## Written instruction
Give only the lines from the one containing "bird in the photo above." through the end of the material below, exactly as written.

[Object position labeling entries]
######

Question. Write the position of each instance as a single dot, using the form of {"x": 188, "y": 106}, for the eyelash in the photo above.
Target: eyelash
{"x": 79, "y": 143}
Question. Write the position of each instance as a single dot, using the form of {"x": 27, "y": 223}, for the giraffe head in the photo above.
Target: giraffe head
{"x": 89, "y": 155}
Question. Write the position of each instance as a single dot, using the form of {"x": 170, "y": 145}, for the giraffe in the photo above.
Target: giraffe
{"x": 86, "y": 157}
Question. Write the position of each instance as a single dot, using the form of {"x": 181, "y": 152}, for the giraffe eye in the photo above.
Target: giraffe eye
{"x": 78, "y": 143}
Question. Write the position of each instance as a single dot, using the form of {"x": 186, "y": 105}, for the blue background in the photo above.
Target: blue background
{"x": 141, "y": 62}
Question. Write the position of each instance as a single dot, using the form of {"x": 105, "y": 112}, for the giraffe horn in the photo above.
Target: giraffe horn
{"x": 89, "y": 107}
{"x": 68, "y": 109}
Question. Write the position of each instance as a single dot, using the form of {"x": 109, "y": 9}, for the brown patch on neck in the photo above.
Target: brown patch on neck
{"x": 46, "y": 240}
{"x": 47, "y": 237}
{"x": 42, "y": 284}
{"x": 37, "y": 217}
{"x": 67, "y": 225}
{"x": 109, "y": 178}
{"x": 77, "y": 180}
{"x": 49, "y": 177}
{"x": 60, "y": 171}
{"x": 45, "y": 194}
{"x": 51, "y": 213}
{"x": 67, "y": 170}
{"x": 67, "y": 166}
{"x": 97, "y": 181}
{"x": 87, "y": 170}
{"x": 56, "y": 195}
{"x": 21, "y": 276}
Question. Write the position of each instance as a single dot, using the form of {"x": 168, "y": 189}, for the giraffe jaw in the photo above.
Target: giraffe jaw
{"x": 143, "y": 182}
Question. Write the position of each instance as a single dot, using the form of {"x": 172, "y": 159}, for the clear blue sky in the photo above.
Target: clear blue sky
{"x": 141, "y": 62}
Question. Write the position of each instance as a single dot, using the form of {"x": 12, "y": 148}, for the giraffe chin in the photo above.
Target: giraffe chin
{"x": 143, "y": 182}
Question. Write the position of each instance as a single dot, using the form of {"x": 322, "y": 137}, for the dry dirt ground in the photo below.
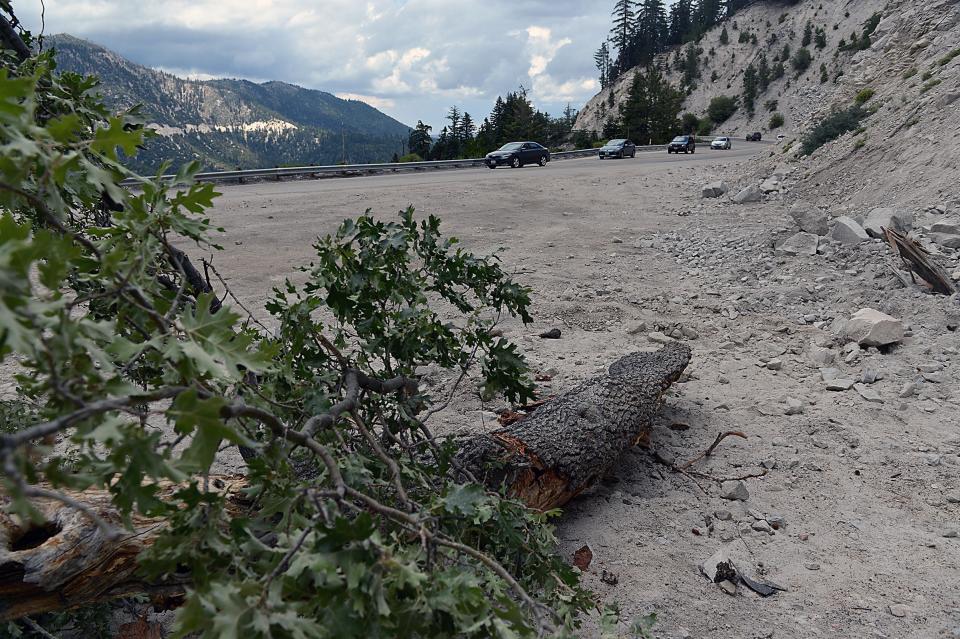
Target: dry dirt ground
{"x": 618, "y": 251}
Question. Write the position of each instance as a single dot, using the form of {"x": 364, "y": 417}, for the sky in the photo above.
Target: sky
{"x": 412, "y": 59}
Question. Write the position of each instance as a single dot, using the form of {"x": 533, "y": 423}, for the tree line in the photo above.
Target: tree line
{"x": 513, "y": 118}
{"x": 642, "y": 29}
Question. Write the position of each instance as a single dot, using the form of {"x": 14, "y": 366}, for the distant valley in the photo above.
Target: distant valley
{"x": 229, "y": 124}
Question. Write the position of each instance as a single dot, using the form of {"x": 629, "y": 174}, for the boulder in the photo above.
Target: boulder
{"x": 810, "y": 219}
{"x": 887, "y": 218}
{"x": 714, "y": 189}
{"x": 799, "y": 244}
{"x": 869, "y": 327}
{"x": 847, "y": 231}
{"x": 749, "y": 194}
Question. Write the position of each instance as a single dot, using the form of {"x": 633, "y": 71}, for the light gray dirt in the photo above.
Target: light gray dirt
{"x": 618, "y": 251}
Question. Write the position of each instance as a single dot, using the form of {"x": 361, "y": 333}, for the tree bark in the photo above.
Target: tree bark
{"x": 564, "y": 447}
{"x": 545, "y": 459}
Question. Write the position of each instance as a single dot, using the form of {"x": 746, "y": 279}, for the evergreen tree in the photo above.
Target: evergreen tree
{"x": 622, "y": 33}
{"x": 651, "y": 113}
{"x": 751, "y": 86}
{"x": 604, "y": 64}
{"x": 681, "y": 21}
{"x": 420, "y": 139}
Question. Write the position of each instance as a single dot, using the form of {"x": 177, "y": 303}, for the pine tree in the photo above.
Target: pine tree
{"x": 420, "y": 139}
{"x": 750, "y": 87}
{"x": 681, "y": 22}
{"x": 621, "y": 35}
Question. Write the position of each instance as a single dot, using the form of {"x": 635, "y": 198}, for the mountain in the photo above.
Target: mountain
{"x": 899, "y": 59}
{"x": 226, "y": 124}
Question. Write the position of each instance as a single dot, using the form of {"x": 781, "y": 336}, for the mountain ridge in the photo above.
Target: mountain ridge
{"x": 234, "y": 123}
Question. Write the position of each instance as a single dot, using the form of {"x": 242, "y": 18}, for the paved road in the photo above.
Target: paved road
{"x": 567, "y": 210}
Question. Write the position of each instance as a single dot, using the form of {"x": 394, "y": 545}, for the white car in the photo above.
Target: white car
{"x": 721, "y": 143}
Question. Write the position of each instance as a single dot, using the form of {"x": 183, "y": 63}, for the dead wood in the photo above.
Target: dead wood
{"x": 551, "y": 455}
{"x": 919, "y": 262}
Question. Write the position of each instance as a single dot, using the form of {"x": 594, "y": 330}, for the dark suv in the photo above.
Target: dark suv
{"x": 516, "y": 154}
{"x": 683, "y": 143}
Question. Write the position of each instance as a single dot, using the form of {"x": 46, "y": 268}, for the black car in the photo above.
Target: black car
{"x": 683, "y": 143}
{"x": 618, "y": 149}
{"x": 516, "y": 154}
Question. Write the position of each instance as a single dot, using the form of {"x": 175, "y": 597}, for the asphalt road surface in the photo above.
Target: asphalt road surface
{"x": 568, "y": 208}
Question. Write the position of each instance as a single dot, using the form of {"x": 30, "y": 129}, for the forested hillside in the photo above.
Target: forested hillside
{"x": 227, "y": 124}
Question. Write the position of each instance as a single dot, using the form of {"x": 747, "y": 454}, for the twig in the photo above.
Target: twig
{"x": 709, "y": 451}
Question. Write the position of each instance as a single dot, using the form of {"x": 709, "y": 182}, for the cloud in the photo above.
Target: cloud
{"x": 412, "y": 58}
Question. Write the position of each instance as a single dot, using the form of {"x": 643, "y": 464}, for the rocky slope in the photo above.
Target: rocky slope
{"x": 904, "y": 151}
{"x": 231, "y": 123}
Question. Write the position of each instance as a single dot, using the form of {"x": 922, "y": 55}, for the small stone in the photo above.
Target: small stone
{"x": 847, "y": 231}
{"x": 750, "y": 194}
{"x": 659, "y": 338}
{"x": 762, "y": 526}
{"x": 714, "y": 189}
{"x": 794, "y": 406}
{"x": 734, "y": 491}
{"x": 799, "y": 244}
{"x": 841, "y": 384}
{"x": 868, "y": 394}
{"x": 898, "y": 610}
{"x": 869, "y": 327}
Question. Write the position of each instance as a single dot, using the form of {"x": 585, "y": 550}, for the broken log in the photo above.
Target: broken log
{"x": 919, "y": 262}
{"x": 68, "y": 561}
{"x": 546, "y": 459}
{"x": 554, "y": 454}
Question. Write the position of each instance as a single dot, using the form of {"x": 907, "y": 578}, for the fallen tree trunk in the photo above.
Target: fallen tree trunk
{"x": 68, "y": 561}
{"x": 564, "y": 447}
{"x": 545, "y": 459}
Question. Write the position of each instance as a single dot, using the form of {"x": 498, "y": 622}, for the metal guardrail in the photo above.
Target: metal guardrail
{"x": 352, "y": 170}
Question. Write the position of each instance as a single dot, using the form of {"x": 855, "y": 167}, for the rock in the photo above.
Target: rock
{"x": 659, "y": 338}
{"x": 840, "y": 384}
{"x": 734, "y": 491}
{"x": 848, "y": 232}
{"x": 868, "y": 394}
{"x": 810, "y": 220}
{"x": 881, "y": 218}
{"x": 794, "y": 406}
{"x": 869, "y": 327}
{"x": 762, "y": 526}
{"x": 714, "y": 190}
{"x": 719, "y": 567}
{"x": 949, "y": 227}
{"x": 770, "y": 185}
{"x": 748, "y": 195}
{"x": 946, "y": 240}
{"x": 899, "y": 610}
{"x": 799, "y": 244}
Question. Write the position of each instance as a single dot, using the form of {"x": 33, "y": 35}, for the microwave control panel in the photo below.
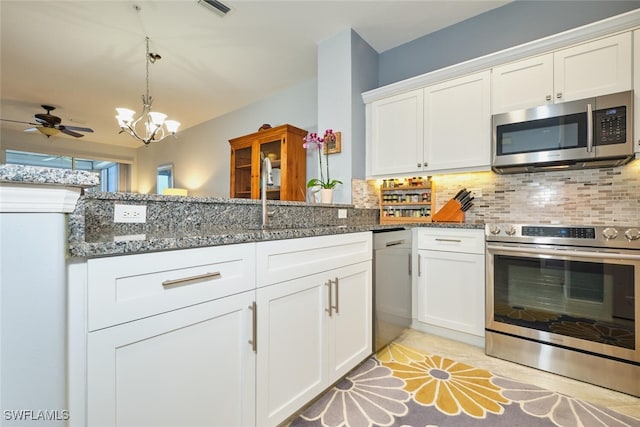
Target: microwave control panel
{"x": 610, "y": 126}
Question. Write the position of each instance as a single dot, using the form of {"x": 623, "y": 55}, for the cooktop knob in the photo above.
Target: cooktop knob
{"x": 632, "y": 233}
{"x": 610, "y": 233}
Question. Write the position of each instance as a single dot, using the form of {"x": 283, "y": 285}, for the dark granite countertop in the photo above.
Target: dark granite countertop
{"x": 108, "y": 244}
{"x": 175, "y": 222}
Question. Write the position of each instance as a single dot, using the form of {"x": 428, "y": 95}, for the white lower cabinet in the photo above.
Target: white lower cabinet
{"x": 450, "y": 281}
{"x": 190, "y": 367}
{"x": 312, "y": 329}
{"x": 184, "y": 338}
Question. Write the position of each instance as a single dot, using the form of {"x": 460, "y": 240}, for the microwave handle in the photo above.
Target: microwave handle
{"x": 589, "y": 128}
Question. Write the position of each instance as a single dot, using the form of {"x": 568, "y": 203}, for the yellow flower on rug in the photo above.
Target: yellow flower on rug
{"x": 452, "y": 387}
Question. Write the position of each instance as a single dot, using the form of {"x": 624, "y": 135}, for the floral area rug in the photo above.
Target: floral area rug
{"x": 404, "y": 387}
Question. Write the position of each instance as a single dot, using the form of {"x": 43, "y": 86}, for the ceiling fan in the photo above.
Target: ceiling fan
{"x": 49, "y": 125}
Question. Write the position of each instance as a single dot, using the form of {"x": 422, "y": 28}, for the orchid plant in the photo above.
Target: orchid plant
{"x": 311, "y": 141}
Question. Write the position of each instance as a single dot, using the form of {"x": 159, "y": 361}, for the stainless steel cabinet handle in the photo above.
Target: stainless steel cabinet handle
{"x": 191, "y": 279}
{"x": 589, "y": 128}
{"x": 254, "y": 333}
{"x": 330, "y": 309}
{"x": 337, "y": 306}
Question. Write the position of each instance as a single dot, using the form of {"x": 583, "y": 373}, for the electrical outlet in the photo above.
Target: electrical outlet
{"x": 476, "y": 192}
{"x": 130, "y": 213}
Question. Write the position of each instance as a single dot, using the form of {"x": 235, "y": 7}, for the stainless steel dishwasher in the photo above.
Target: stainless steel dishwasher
{"x": 391, "y": 284}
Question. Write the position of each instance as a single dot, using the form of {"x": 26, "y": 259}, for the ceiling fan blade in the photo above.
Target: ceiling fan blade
{"x": 80, "y": 129}
{"x": 18, "y": 121}
{"x": 64, "y": 129}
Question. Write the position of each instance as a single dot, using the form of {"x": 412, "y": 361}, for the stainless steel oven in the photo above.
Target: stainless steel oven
{"x": 565, "y": 299}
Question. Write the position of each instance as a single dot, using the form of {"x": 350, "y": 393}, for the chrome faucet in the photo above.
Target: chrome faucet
{"x": 266, "y": 180}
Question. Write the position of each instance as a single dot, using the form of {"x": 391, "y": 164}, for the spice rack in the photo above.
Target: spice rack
{"x": 405, "y": 201}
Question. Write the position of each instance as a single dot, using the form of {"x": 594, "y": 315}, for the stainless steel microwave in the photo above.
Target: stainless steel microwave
{"x": 589, "y": 133}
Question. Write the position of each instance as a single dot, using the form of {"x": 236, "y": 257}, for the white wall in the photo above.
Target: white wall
{"x": 201, "y": 154}
{"x": 347, "y": 66}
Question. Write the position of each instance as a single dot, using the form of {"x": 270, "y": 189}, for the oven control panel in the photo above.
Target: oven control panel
{"x": 593, "y": 236}
{"x": 566, "y": 232}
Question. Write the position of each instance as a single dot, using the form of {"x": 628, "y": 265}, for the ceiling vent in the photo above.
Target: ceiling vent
{"x": 216, "y": 6}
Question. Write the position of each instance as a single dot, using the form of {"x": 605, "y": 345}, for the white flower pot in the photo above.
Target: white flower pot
{"x": 326, "y": 195}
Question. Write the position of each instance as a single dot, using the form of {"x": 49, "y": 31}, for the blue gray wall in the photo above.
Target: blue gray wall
{"x": 507, "y": 26}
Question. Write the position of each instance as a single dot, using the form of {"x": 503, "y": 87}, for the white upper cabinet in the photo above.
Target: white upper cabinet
{"x": 593, "y": 69}
{"x": 509, "y": 93}
{"x": 590, "y": 69}
{"x": 457, "y": 126}
{"x": 636, "y": 85}
{"x": 441, "y": 127}
{"x": 395, "y": 134}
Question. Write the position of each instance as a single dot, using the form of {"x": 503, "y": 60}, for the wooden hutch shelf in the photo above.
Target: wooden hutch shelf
{"x": 283, "y": 145}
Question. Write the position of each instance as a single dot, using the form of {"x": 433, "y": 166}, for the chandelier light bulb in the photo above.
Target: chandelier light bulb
{"x": 172, "y": 126}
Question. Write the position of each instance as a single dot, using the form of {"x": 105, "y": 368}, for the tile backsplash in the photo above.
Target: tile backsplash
{"x": 592, "y": 196}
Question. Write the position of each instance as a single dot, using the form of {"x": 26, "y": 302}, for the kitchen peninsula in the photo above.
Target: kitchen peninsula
{"x": 145, "y": 295}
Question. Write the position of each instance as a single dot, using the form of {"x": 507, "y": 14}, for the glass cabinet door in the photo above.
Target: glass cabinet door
{"x": 273, "y": 150}
{"x": 242, "y": 173}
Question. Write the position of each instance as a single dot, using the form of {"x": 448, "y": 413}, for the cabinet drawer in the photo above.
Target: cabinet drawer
{"x": 282, "y": 260}
{"x": 451, "y": 240}
{"x": 130, "y": 287}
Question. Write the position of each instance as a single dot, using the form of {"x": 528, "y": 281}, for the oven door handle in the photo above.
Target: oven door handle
{"x": 590, "y": 253}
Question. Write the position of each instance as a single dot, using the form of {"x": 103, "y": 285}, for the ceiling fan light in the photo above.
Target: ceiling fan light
{"x": 172, "y": 126}
{"x": 48, "y": 131}
{"x": 157, "y": 118}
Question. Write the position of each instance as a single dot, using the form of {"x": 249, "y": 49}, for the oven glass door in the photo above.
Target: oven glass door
{"x": 570, "y": 298}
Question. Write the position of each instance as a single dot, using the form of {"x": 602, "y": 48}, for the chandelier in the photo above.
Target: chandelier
{"x": 149, "y": 126}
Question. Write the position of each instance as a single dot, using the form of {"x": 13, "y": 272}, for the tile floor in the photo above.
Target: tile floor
{"x": 620, "y": 402}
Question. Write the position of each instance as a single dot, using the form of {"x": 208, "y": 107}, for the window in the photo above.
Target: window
{"x": 113, "y": 176}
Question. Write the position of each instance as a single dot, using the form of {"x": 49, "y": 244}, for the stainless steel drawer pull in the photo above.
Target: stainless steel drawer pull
{"x": 330, "y": 309}
{"x": 337, "y": 306}
{"x": 254, "y": 333}
{"x": 191, "y": 279}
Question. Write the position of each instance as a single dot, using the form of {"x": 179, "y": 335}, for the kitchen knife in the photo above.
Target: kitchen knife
{"x": 456, "y": 197}
{"x": 467, "y": 198}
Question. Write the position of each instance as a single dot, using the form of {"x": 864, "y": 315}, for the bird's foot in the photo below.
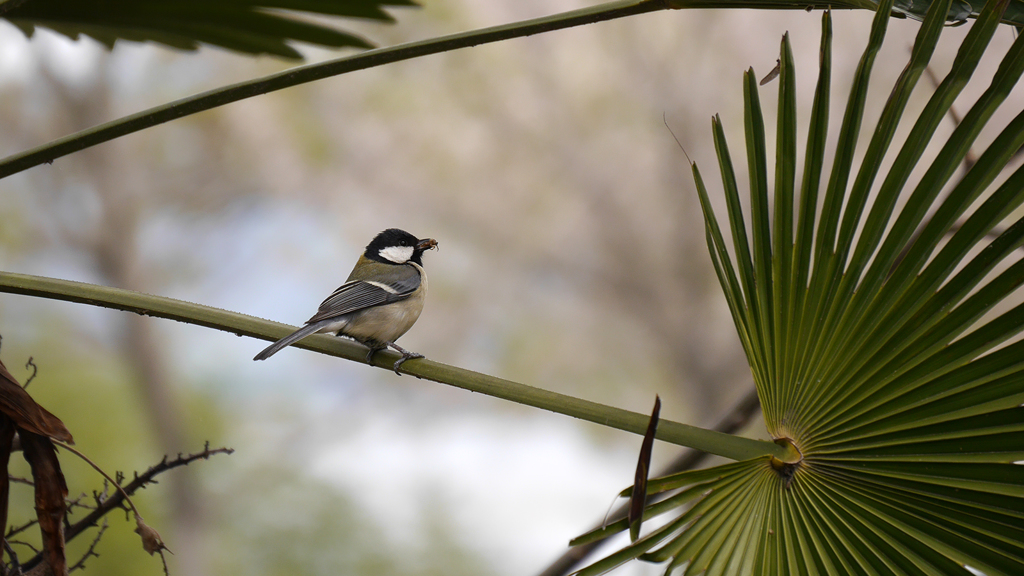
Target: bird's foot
{"x": 406, "y": 355}
{"x": 373, "y": 351}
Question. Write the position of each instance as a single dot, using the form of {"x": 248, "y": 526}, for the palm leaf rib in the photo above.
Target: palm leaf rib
{"x": 882, "y": 333}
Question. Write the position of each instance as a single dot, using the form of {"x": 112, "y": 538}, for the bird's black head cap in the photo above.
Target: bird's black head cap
{"x": 395, "y": 246}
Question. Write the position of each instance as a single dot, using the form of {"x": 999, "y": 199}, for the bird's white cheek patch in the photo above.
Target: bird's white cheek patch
{"x": 397, "y": 254}
{"x": 382, "y": 286}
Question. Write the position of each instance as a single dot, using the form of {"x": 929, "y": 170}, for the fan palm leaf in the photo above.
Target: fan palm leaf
{"x": 881, "y": 339}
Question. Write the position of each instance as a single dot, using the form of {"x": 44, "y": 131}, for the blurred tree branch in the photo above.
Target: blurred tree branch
{"x": 724, "y": 445}
{"x": 117, "y": 499}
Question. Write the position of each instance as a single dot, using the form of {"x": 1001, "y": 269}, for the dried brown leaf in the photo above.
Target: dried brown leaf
{"x": 50, "y": 493}
{"x": 152, "y": 541}
{"x": 27, "y": 414}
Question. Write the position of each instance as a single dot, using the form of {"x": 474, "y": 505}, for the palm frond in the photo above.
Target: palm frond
{"x": 255, "y": 27}
{"x": 881, "y": 335}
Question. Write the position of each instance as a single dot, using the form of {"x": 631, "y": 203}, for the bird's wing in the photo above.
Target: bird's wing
{"x": 357, "y": 294}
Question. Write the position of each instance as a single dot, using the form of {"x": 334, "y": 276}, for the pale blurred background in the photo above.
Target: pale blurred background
{"x": 571, "y": 258}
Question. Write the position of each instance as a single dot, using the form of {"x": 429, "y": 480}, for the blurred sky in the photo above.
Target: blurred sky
{"x": 571, "y": 258}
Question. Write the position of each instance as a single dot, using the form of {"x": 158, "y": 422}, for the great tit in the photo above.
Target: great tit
{"x": 379, "y": 302}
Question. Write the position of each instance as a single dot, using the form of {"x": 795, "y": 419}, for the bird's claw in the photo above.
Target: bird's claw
{"x": 404, "y": 357}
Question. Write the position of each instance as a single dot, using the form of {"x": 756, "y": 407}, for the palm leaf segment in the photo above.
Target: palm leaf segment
{"x": 880, "y": 342}
{"x": 254, "y": 27}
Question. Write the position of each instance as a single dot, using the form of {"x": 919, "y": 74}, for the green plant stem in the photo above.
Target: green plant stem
{"x": 47, "y": 153}
{"x": 721, "y": 444}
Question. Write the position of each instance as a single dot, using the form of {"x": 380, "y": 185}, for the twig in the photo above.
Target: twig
{"x": 17, "y": 530}
{"x": 15, "y": 567}
{"x": 140, "y": 481}
{"x": 35, "y": 370}
{"x": 737, "y": 417}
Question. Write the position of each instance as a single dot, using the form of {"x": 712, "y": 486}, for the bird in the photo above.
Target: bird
{"x": 379, "y": 302}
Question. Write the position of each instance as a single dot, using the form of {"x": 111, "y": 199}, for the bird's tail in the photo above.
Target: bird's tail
{"x": 288, "y": 340}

######

## Final answer
Question. Write the position of each instance as a single dot, using the form of {"x": 712, "y": 486}, for the bird in the photo above.
Target: bird
{"x": 379, "y": 302}
Question. Write the position of each instance as a single dot, using the form of {"x": 111, "y": 199}, for the bird's tail in the photo above.
Target: bird's tail
{"x": 288, "y": 340}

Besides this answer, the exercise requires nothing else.